▶ [Image-grounded pointing data]:
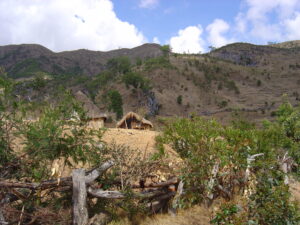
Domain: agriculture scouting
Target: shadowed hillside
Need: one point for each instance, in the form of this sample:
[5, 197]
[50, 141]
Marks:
[244, 77]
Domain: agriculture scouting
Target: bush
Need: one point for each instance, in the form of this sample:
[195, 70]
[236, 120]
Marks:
[116, 103]
[206, 145]
[179, 99]
[59, 134]
[158, 62]
[120, 65]
[258, 83]
[8, 105]
[136, 80]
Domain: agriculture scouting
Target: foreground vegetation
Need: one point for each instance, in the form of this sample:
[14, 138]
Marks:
[250, 168]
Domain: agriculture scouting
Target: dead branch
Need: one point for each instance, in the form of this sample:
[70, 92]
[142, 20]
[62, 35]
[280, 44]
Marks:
[98, 193]
[172, 181]
[175, 202]
[94, 174]
[250, 159]
[211, 182]
[66, 181]
[80, 212]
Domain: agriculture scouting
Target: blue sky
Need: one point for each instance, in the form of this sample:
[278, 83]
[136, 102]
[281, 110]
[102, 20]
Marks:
[189, 26]
[168, 16]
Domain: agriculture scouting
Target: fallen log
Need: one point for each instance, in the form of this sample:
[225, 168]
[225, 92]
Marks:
[66, 181]
[99, 193]
[172, 181]
[95, 173]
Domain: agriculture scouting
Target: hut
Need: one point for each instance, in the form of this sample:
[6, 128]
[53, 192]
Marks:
[95, 119]
[134, 121]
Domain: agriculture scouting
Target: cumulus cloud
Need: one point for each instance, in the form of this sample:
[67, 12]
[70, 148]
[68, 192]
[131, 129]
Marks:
[66, 25]
[276, 20]
[188, 40]
[148, 3]
[293, 27]
[156, 40]
[216, 32]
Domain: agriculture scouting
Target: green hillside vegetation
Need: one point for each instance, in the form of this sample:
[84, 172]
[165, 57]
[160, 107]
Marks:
[195, 139]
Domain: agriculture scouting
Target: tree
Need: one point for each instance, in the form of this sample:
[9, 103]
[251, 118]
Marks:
[120, 64]
[116, 103]
[136, 80]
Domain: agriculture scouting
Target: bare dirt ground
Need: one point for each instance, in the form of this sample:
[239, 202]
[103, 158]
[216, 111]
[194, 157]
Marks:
[140, 140]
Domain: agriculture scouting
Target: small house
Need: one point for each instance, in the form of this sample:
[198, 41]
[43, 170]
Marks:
[134, 121]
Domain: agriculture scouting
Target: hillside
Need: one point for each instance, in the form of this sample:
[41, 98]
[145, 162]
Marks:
[24, 60]
[239, 76]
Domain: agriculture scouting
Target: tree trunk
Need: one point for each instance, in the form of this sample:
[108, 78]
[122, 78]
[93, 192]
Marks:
[80, 213]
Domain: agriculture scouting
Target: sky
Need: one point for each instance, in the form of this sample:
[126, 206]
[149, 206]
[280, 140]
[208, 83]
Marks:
[188, 26]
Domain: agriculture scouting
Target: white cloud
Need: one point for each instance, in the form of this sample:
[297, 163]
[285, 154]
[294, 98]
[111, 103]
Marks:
[156, 40]
[66, 25]
[216, 32]
[148, 3]
[293, 27]
[188, 40]
[276, 20]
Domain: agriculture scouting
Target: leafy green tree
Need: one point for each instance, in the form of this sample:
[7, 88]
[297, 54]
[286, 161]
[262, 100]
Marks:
[116, 103]
[7, 111]
[58, 133]
[136, 80]
[119, 65]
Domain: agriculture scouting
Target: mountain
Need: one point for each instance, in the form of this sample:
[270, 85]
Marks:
[25, 60]
[240, 77]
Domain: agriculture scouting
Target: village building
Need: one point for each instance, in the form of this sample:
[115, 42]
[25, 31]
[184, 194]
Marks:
[134, 121]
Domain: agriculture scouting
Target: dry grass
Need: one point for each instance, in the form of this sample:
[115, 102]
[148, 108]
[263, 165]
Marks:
[198, 215]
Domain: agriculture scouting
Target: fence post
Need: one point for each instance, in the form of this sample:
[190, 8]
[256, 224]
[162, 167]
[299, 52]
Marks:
[80, 212]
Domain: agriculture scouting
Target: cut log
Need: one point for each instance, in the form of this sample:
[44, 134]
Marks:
[98, 193]
[175, 202]
[174, 180]
[212, 180]
[66, 181]
[250, 159]
[2, 219]
[80, 213]
[94, 174]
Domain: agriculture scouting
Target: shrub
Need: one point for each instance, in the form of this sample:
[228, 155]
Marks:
[8, 106]
[136, 80]
[258, 83]
[158, 62]
[205, 144]
[120, 65]
[59, 134]
[179, 99]
[115, 103]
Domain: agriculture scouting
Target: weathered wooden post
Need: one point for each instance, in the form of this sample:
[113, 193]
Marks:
[80, 212]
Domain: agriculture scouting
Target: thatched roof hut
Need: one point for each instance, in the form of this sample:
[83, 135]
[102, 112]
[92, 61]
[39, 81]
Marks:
[134, 121]
[95, 118]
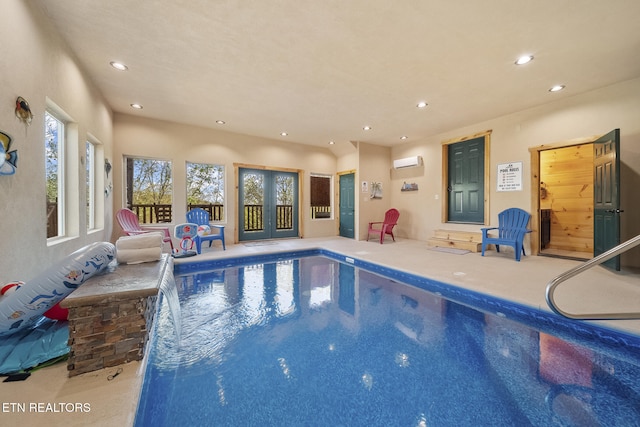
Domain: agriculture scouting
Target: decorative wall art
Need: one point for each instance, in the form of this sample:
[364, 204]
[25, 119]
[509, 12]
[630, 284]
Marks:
[8, 158]
[376, 190]
[409, 187]
[23, 111]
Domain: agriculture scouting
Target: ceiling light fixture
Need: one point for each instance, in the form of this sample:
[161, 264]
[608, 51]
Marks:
[118, 66]
[524, 59]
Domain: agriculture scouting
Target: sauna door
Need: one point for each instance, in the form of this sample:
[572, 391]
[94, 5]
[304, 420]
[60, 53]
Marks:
[606, 195]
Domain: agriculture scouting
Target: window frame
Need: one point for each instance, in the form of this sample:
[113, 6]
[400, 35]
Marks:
[60, 170]
[149, 209]
[223, 185]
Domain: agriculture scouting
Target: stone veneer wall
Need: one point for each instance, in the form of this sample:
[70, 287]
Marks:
[110, 333]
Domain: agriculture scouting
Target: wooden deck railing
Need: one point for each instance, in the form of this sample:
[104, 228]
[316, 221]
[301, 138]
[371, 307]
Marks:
[254, 217]
[157, 213]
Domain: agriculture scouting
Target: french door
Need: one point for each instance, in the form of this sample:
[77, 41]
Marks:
[267, 204]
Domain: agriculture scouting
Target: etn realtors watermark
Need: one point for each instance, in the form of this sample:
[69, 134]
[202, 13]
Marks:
[45, 407]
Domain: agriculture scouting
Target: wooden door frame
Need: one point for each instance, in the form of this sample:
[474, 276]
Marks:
[534, 155]
[445, 172]
[355, 201]
[236, 172]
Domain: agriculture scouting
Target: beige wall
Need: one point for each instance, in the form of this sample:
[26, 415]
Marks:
[36, 65]
[593, 113]
[135, 136]
[373, 167]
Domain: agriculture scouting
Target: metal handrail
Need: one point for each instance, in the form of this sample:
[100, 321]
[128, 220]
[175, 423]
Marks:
[551, 286]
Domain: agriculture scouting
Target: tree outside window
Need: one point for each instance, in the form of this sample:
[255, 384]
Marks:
[54, 174]
[149, 189]
[205, 189]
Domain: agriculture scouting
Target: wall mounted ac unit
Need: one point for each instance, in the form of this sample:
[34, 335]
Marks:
[408, 162]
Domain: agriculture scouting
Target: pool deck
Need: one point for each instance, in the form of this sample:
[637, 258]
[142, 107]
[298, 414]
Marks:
[113, 401]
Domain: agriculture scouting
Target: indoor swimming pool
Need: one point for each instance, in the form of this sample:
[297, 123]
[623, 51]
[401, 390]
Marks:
[316, 339]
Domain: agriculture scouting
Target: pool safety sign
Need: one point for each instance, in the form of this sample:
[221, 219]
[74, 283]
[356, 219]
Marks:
[510, 176]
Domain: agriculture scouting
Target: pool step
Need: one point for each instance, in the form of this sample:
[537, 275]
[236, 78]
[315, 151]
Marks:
[469, 240]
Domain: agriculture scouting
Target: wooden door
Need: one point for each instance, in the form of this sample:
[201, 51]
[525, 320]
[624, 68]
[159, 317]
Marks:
[466, 181]
[606, 166]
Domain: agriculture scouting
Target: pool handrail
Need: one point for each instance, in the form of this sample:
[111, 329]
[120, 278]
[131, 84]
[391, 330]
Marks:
[551, 286]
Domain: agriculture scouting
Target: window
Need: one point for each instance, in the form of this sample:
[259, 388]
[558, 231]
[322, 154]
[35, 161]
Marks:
[90, 165]
[54, 138]
[321, 196]
[205, 189]
[149, 189]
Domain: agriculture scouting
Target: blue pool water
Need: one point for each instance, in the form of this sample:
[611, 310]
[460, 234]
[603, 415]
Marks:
[314, 341]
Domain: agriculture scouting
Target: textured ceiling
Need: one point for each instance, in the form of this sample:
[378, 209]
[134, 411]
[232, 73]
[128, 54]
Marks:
[322, 69]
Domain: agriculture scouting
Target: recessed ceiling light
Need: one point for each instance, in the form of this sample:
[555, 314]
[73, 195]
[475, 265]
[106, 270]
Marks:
[119, 66]
[524, 59]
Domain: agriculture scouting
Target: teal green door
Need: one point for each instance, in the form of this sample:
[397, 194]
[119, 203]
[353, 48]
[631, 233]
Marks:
[267, 204]
[347, 205]
[606, 196]
[466, 181]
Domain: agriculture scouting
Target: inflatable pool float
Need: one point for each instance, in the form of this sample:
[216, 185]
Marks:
[25, 306]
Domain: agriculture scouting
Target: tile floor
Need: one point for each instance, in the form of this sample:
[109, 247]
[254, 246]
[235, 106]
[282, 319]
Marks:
[50, 398]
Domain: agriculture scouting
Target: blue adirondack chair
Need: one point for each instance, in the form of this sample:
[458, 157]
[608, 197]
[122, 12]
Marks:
[201, 217]
[512, 227]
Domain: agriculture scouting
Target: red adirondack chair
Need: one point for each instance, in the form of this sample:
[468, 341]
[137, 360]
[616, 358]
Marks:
[130, 225]
[386, 226]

▶ [What the exercise asks]: For each line above that holds the string "ceiling", provide a copy of that line.

▶ [Result]:
Target: ceiling light fixture
Target: textured ceiling
Target: recessed ceiling light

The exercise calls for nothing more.